Records from a dataset:
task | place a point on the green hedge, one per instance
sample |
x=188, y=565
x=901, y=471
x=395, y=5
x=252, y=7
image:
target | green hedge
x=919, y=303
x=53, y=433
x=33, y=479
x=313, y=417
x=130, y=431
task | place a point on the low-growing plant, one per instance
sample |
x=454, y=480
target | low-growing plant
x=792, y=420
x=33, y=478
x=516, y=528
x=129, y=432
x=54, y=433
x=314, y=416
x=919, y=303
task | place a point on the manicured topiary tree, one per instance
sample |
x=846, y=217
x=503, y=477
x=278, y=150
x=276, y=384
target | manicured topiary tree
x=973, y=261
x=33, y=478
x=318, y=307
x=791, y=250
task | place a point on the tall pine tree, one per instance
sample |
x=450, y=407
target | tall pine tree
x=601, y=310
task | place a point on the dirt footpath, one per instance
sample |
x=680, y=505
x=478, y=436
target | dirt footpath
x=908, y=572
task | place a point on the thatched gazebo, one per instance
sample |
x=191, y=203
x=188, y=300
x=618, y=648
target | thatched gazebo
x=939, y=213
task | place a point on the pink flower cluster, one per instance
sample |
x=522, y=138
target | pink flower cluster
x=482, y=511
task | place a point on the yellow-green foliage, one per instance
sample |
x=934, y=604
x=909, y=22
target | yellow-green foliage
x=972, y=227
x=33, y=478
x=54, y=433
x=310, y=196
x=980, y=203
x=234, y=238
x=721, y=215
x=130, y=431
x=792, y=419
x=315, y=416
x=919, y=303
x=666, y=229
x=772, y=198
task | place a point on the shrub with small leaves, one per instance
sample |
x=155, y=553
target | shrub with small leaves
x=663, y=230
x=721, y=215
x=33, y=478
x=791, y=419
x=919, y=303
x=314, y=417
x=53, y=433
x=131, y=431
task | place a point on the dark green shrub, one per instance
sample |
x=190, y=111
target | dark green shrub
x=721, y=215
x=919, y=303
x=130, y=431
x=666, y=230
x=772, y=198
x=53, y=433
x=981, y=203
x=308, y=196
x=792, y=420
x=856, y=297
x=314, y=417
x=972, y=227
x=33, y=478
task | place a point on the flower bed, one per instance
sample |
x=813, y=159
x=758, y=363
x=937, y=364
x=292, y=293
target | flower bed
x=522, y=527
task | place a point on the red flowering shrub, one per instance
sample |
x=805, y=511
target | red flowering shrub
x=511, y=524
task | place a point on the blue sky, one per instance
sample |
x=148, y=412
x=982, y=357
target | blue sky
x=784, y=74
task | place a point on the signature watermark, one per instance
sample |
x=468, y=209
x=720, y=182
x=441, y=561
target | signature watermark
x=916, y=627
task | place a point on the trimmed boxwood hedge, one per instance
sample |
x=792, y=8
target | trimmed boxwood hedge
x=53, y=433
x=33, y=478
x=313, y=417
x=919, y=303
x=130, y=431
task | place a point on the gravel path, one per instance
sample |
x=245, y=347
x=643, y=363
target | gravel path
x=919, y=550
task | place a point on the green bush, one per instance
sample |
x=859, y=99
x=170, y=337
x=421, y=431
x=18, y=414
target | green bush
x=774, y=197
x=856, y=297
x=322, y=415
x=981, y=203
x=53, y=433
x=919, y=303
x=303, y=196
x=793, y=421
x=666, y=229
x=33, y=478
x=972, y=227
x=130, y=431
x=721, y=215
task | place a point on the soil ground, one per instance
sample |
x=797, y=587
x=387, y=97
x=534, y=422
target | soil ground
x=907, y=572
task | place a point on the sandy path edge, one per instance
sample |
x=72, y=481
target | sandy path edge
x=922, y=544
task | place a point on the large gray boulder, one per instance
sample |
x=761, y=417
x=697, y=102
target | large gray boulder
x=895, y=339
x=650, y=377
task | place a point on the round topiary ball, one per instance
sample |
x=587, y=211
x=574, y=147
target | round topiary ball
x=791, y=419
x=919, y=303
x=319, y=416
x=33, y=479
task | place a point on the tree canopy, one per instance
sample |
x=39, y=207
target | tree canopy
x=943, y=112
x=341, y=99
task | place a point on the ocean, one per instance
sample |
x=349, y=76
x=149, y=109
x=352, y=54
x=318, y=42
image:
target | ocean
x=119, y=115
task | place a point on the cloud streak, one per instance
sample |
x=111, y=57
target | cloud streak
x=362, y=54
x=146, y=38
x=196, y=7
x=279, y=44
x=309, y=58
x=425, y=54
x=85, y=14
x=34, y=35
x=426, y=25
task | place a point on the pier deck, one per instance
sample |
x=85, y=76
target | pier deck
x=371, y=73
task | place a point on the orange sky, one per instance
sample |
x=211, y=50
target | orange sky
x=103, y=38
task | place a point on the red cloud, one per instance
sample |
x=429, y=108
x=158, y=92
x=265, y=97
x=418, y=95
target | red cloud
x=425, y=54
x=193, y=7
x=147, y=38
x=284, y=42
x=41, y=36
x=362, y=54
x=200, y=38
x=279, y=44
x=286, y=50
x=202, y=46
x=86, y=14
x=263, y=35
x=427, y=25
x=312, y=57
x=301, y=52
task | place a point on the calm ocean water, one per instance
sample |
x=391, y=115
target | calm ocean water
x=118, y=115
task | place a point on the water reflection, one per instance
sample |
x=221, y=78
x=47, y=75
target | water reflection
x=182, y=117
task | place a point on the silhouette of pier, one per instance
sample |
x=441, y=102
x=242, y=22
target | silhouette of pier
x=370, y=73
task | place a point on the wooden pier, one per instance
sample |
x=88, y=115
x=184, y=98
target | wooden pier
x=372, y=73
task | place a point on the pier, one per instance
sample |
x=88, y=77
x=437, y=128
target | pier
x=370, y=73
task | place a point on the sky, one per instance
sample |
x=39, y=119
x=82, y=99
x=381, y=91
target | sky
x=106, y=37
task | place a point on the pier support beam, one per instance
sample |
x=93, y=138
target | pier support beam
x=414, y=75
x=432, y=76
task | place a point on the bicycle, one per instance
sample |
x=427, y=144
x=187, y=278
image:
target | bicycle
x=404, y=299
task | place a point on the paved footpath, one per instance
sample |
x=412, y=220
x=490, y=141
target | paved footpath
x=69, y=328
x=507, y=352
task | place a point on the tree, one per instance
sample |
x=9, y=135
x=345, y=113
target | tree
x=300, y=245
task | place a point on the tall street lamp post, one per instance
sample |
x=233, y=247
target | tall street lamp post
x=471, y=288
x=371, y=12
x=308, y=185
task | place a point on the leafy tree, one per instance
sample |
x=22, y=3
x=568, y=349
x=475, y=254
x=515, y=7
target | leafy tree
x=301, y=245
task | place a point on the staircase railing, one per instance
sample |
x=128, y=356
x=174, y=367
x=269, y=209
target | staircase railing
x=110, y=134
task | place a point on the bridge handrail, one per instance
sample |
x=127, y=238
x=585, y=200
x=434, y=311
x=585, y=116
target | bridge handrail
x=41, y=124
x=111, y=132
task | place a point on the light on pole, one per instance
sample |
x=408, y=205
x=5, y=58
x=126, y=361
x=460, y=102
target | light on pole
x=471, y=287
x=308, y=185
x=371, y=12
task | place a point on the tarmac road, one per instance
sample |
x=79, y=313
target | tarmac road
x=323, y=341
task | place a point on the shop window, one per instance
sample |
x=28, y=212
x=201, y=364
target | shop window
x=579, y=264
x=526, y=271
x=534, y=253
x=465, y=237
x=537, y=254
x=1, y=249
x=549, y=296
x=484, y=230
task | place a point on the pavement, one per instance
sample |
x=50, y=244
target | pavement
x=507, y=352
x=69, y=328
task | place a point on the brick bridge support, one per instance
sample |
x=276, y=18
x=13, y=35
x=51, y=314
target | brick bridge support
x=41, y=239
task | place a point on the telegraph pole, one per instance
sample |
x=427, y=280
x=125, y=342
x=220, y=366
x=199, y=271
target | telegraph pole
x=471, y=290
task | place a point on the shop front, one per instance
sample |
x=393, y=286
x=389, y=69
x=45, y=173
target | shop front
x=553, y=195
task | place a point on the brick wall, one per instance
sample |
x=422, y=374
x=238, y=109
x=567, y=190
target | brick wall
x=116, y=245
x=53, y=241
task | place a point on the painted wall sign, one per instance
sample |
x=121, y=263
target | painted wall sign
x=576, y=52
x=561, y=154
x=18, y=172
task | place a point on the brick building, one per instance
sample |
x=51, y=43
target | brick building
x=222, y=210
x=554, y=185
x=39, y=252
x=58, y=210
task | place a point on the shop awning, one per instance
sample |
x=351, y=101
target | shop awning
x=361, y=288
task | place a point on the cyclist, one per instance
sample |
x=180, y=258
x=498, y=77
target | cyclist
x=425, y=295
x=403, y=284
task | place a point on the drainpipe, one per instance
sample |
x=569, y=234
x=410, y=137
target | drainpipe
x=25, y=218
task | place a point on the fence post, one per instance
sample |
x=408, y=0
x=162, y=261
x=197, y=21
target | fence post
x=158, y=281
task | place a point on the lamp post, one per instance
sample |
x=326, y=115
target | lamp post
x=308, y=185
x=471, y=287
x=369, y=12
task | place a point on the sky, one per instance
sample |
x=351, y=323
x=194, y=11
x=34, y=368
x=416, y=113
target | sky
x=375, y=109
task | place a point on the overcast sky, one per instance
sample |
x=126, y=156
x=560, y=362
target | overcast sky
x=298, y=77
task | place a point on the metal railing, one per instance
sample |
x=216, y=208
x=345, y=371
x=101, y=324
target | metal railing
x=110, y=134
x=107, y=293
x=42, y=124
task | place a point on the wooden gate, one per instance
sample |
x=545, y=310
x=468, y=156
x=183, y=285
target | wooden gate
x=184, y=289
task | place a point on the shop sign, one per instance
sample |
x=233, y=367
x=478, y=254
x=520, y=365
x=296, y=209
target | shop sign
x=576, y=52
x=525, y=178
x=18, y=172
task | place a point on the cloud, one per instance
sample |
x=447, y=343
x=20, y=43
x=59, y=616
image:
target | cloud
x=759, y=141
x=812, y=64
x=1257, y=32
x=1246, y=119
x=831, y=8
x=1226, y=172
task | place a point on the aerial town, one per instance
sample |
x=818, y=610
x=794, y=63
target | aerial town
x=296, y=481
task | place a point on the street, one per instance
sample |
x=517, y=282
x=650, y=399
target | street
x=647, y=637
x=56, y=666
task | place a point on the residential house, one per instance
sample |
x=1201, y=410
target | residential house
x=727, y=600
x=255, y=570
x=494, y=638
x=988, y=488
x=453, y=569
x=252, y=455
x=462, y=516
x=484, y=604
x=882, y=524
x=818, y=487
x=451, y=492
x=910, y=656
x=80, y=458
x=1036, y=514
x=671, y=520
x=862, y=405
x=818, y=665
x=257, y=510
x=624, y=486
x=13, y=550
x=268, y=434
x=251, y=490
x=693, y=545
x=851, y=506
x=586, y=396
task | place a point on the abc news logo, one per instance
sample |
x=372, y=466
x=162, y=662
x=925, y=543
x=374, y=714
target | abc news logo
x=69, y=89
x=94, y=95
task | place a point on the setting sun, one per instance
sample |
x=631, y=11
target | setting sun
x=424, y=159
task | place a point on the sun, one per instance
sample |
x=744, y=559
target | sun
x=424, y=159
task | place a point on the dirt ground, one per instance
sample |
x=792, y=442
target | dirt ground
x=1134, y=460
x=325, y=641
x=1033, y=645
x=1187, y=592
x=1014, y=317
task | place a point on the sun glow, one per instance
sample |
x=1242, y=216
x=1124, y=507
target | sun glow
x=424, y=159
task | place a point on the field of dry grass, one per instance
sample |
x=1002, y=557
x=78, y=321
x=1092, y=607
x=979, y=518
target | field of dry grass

WHAT THE EXERCISE ASKS :: Among the lines above, repeat exactly those from the line with "x=643, y=363" to the line with "task | place a point on the round", counting both ends.

YOUR SOLUTION ::
x=643, y=363
target | gravel path
x=919, y=550
task | place a point on the green bush, one per instance
sample |
x=859, y=99
x=170, y=337
x=421, y=431
x=18, y=414
target | green bush
x=774, y=197
x=856, y=297
x=322, y=415
x=981, y=203
x=53, y=433
x=919, y=303
x=303, y=196
x=793, y=421
x=666, y=229
x=33, y=478
x=972, y=227
x=130, y=431
x=721, y=215
task | place a point on the soil ground, one per instance
sample |
x=797, y=587
x=387, y=97
x=534, y=422
target | soil ground
x=907, y=572
task | place a point on the sandy path edge, one per instance
sample |
x=72, y=481
target | sandy path edge
x=922, y=544
task | place a point on the large gray boulder, one per instance
sample |
x=761, y=417
x=697, y=102
target | large gray boulder
x=895, y=339
x=650, y=377
task | place a point on the round topiary ball, one per instance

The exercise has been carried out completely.